Top of EXTRACTED MATERIAL
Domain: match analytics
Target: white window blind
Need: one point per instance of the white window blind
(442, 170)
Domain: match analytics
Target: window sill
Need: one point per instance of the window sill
Bottom of EXTRACTED MATERIAL
◆ **PROBLEM DESCRIPTION**
Copy out, from the data above, each line where the string "sill" is present.

◆ **RESPONSE TO THE TASK**
Target: window sill
Need: one point per instance of the window sill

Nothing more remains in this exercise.